__WHAT IS ASKED__
1. In the leadership article, rewrite the paragraph beginning "Ellen Loej welcomes the efforts" as a short bulleted list that keeps its main facts.
2. Answer these questions using the leadership article:
(a) In what year was Ellen Loej's appointment as Special Representative in Liberia and Head of UNMIL announced?
(b) During which years did she head the UN peace operation in South Sudan?
(c) According to the paragraph beginning "In her new assignment", what background did she have before working in the field?

Humanity and accountability at the centre of good leadership

What differs successful peace operations from unsuccessful? For the Danish diplomat Ellen Loej the answer is leadership and cooperation. The issue is as urgent as important, and right now FBA investigates how the agency can contribute to strengthening leadership within the UN.

She has a reputation of being a strong leader. But according to Ellen Loej’s leadership philosophy every member of a group has something unique to offer. She is well aware that there are no easy solutions and she uses the diversity in UN peace operations to achieve results.

UN Secretary-General Antonio Guterrez is determined to increase the number of women in leading positions in the UN. Ellen Loej is among those who have paved the road. The previous Secretary-General Ban Ki-Moon was pleased when he announced her appointment as his Special Representative (SRSG) in Liberia and Head of the UN Mission, UNMIL, in 2007. She thereby joined the exclusive group of female heads of UN missions. However, the “womenization” of UNMIL was questioned since the Deputy Head of Mission was a woman from Ghana. They just had to live with it, Ellen Loej notes. Later she was also entrusted the assignment to head the UN peace operation in South Sudan from 2014 to 2016.

She knows what it means to be a senior UN manager as a woman – and in addition to that, a civilian.
– You are constantly watched by your staff, and they can hastily come to the conclusion that you are a soft one and that you do not know anything about the military. You have to be aware of this but without letting it discourage you.

Ellen Loej welcomes the efforts that are underway to increase the opportunities for women to grow in the organization, but dismisses easy explanations on how it can be done. Nato has worked hard to increase the number of female heads of missions and made huge progress, but Nato countries like Denmark and the US only participate to a small extent in UN peace operations. At the same time countries like Bangladesh and Pakistan that largely staff the UN operations have a long way to go to accomplish equality. On the other hand, she points out, only 30 years ago the Nordic countries had not come that far in terms of equality either.

There are multiple reasons to have more women in leading positions in peacebuilding and governance, not least in uniformed professions. Partly to reflect the population and partly to improve performance.
– For an eight-year-old girl who has been raped it makes a big difference to meet a female police officer instead of a male. It is crucial for what she will tell, Ellen Loej says.

To be Head of Mission is incredibly demanding, difficult, lonely and a lot of hard work, she admits. But it is incredibly rewarding too, especially if things are going in the right direction, she emphasizes. As leader one has to be on top of things all the time and able to seek advice from the management team.
– I have often been in doubt, still I have had to take decisions. Women have not had the possibility to explore leadership roles to the same degree as men. They need to dare more, but also get better support from the UN.

In her new assignment she realized that despite her background as UN Ambassador she still had to gain the experience of working in the field.
– It is much easier to solve world problems in an air-conditioned meeting room in New York where you do not have to be disturbed by the rainy season and muddy roads impossible to travel.

UN peace operations consist of people from various professions, coming from many countries with diverse cultures. To make thousands of coworkers work towards the same goal requires a clear leadership, to be able to benefit from the composition of the group and focus on achieving results, Ellen Loej explains.

__RECORDED INFORMATION__

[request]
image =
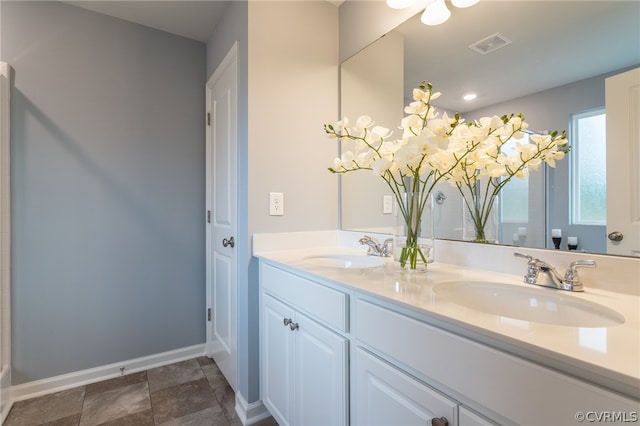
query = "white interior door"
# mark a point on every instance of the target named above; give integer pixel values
(623, 163)
(222, 216)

__OUTPUTS FOR THE TASKS__
1.
- Ellen Loej welcomes efforts to give women more opportunities to grow in the UN but rejects easy explanations of how to achieve this.
- Nato has worked hard to increase the number of female heads of missions and has made huge progress.
- Nato countries such as Denmark and the US take only a small part in UN peace operations.
- Countries such as Bangladesh and Pakistan, which largely staff UN operations, have a long way to go to reach equality.
- Only 30 years ago, the Nordic countries had not come that far in equality either.

2.
(a) 2007
(b) From 2014 to 2016
(c) She had served as a UN Ambassador.